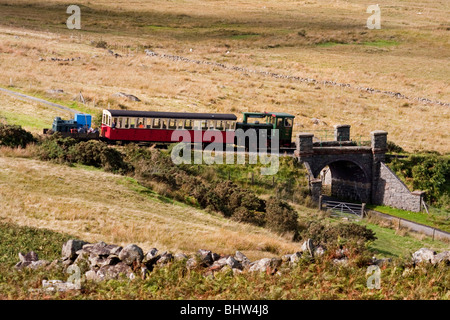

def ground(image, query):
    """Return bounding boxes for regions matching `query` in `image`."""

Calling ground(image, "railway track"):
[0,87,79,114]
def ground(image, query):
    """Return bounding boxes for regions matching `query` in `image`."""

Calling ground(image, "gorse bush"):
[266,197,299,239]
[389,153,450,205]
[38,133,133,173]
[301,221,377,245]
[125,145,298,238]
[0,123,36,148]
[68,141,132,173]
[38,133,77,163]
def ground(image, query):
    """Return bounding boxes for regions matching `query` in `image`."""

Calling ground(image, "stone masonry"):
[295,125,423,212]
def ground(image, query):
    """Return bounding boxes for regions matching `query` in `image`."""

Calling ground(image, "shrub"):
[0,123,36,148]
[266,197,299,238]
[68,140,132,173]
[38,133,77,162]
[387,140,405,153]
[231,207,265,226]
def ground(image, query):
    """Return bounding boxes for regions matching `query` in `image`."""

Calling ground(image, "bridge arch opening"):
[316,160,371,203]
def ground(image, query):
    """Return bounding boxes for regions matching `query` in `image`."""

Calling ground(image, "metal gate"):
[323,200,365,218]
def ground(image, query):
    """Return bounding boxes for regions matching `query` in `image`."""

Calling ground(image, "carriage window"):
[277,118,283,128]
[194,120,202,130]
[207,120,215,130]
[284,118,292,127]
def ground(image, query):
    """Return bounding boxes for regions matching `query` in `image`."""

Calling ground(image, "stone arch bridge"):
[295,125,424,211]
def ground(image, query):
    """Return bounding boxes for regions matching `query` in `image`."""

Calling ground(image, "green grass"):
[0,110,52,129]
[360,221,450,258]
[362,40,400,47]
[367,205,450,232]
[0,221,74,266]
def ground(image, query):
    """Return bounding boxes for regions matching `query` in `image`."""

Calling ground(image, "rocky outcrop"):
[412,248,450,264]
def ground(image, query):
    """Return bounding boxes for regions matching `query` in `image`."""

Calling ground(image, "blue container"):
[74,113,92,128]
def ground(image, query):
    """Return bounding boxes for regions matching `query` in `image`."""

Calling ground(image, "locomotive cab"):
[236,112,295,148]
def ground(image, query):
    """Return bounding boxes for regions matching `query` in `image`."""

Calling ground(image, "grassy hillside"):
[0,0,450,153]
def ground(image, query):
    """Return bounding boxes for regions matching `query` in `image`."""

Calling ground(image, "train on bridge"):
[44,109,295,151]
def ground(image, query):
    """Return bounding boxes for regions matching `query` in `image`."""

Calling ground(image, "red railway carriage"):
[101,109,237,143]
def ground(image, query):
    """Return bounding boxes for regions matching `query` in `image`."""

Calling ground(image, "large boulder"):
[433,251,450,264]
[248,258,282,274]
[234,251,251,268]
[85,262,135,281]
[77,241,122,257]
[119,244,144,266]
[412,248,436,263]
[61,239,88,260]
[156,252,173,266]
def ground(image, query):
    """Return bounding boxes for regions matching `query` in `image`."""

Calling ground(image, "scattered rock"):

◆ ◆ ◆ ◆

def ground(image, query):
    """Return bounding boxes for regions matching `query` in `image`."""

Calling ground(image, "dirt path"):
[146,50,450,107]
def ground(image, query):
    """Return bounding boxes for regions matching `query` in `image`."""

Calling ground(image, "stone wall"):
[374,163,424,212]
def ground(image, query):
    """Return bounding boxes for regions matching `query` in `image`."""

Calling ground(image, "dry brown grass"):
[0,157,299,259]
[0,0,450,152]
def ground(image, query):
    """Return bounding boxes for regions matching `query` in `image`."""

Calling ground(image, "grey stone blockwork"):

◆ ◆ ◆ ◆

WHAT TO WORK ON »
Copy out every line of the records that contains the string "bridge".

OUTPUT FOR THIS TASK »
Calling ground(image, "bridge arch opening"):
Calling ground(image, "stone arch bridge"):
Calling ground(image, "train on bridge"):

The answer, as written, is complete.